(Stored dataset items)
######
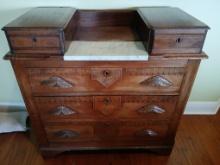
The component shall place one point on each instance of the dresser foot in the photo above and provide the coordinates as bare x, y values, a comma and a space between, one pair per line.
162, 151
50, 153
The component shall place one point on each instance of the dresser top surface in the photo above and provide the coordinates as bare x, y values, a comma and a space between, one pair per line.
43, 17
169, 17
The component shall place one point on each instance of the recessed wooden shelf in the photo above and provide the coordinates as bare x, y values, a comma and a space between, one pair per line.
106, 51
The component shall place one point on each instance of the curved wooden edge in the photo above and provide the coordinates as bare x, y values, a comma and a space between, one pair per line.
48, 152
10, 56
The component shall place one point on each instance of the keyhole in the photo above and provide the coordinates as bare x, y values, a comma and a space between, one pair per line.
106, 73
34, 39
178, 40
107, 101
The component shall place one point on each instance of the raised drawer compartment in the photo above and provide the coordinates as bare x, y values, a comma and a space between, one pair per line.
108, 130
33, 43
177, 43
62, 81
41, 31
67, 109
170, 30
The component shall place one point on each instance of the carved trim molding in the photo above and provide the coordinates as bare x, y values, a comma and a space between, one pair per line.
147, 132
106, 76
62, 111
66, 134
56, 81
150, 109
155, 71
157, 81
59, 71
60, 100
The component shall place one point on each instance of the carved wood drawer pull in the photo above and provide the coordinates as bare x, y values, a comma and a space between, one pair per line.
56, 82
151, 133
157, 81
62, 110
151, 109
66, 134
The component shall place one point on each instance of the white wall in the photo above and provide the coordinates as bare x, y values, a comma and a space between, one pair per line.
207, 85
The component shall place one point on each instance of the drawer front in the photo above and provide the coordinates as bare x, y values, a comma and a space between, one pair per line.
164, 43
67, 109
108, 130
35, 41
60, 81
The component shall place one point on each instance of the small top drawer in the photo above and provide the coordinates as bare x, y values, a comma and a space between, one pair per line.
177, 43
35, 41
72, 81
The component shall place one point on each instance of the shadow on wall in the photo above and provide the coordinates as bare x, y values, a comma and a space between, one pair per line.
13, 119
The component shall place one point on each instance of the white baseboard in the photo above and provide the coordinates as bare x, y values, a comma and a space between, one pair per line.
202, 107
192, 107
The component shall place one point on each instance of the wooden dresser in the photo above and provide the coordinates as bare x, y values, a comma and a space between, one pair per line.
108, 105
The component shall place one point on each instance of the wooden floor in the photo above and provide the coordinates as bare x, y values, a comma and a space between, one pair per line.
197, 143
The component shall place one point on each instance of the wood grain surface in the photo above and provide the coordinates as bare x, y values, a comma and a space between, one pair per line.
197, 142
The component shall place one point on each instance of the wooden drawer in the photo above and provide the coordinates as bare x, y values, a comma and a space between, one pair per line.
36, 41
109, 130
177, 43
67, 109
78, 81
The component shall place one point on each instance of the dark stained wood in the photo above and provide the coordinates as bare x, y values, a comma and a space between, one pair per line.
40, 30
91, 80
161, 34
197, 142
160, 18
105, 105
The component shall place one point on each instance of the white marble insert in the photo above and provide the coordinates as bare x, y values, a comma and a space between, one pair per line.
106, 51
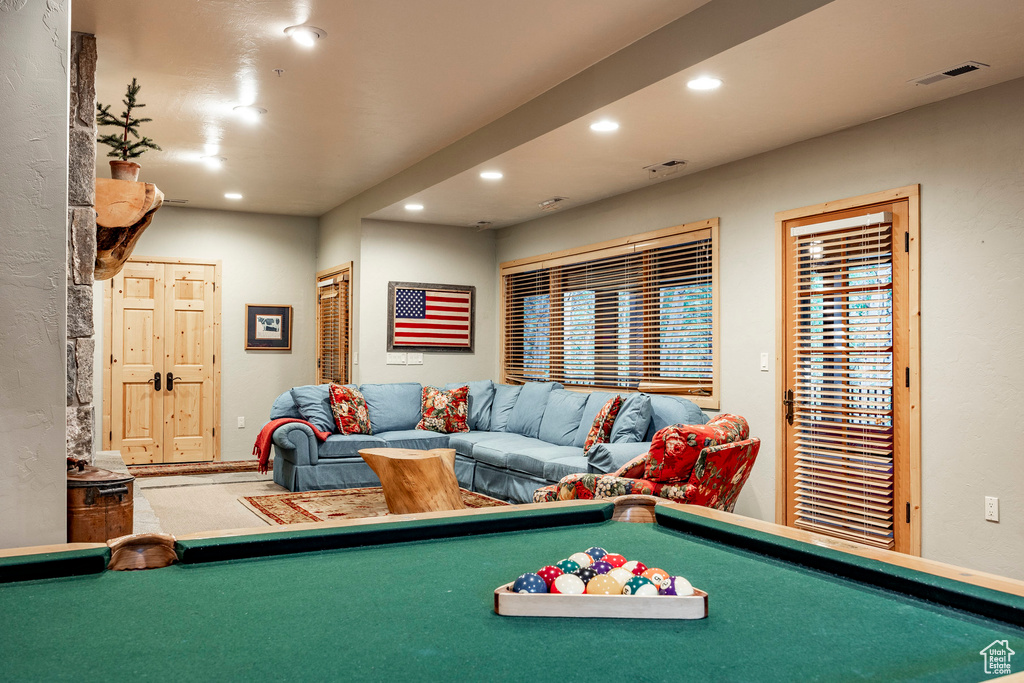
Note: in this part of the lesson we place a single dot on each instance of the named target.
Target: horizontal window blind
######
**DIRECTIONS FOR THIS TASK:**
Transcribe every record above in full. Pictures stay out of the copy.

**EXERCISE OUTPUT:**
The component shall place one point on each instance of the dresser foot in the photo above and provide the coordinates as bare x, y values, a comma and a space between, one pair per line.
162, 151
50, 153
The component shall place one point on each instance of the dresser top surface in the photo above and provide the coordinates as bare x, y values, a comma and a space between, one pair per line.
43, 17
169, 17
The component shall place one point on each instance of the recessed wooden shelf in the photo above and provide the coordinates as bare x, y values, a comma and a space between, one pair per line.
106, 51
The component shall place one point on each instance of the curved wooden edge in the photo above and provide the coordinates as bare x, y values, a comma and a space between, one pair per line.
48, 152
10, 56
The component shall place one point on each instance of the keyhole in the photo above and provide the coordinates as bare x, y values, a comma and a space between, one pair per line.
106, 73
34, 39
178, 40
107, 101
The component shall place one point on each instance of the raised drawer compartment in the photo above and provide the coordinates as bare x, y values, a comma and a space between, one pair per line.
108, 130
33, 43
177, 43
62, 81
41, 31
67, 109
170, 30
The component shall place one point on each instance of the carved trim molding in the photo above and provide the coordinates as bare x, y values, a comma and a space between, one pair per line.
147, 132
106, 76
62, 111
66, 134
56, 81
150, 109
155, 71
157, 81
59, 71
60, 100
The component shall place one point on each instance of the carved wood drawer pull in the photo above and provide the coordinates as bare x, y values, a comma and a space between, one pair per line.
56, 82
151, 133
157, 81
62, 110
151, 109
66, 134
The component shall place one point on each instance of the white wall in the photo above and provide the coordinates as bare x, y values, a comma and a space between, one pair per line.
207, 85
The component shall place one point on each instance of the drawer front in the photo above and provide the coordinates as bare x, y values, a comma and a space between, one pair per line.
164, 43
67, 109
108, 130
35, 41
60, 81
The component shall place one point on each instance of the small top drawer in the photo above and provide the coordinates as bare x, y values, a comma and a space between, one pair per line.
177, 43
35, 41
72, 81
The component shall place one point on each instance of the shadow on wall in the photo above and provide the coordinates as bare x, y values, a comma and a space between, one pair per line.
13, 119
The component shall place one point on each instance of the white baseboard in the photo above and provide the coordinates as bare x, y values, a comma and a space between, one pair per line.
202, 107
192, 107
The component shall place one point on each instance of the wooden dresser in the photo above and provide the coordinates as bare x, y values, a comma and a space between, one pair per line.
108, 105
The component shall place one point on each instance of the wooden floor in the photo above and provide the coordinates as bare x, y values, a comma and a space between, one pair per line.
197, 143
The component shall place one point on each instance of the wood grain surface in the photo above and provide the coordinates as bare x, y values, a comma and a space between, one pair per line.
197, 142
The component shall place one point on each instance of the wooden drawer in the photo above and provide the coordinates as bare x, y values, a comma and a space between, one pair per line.
36, 41
109, 130
177, 43
67, 109
78, 81
The component shall place one point on each instance of the dark stained wood in the photo above and provide the coordinates as bare x, y values, a comma and a space between, one pair per line.
40, 30
91, 80
161, 34
197, 142
160, 18
105, 105
The component shall place one point on each instance of the white marble insert in the photo above and provide the coordinates as bare x, y values, a comma and a space between, one pair per line.
106, 51
Note: in this part of the lesson we place a single dot on each instance of the named target.
Target: horizontal window blind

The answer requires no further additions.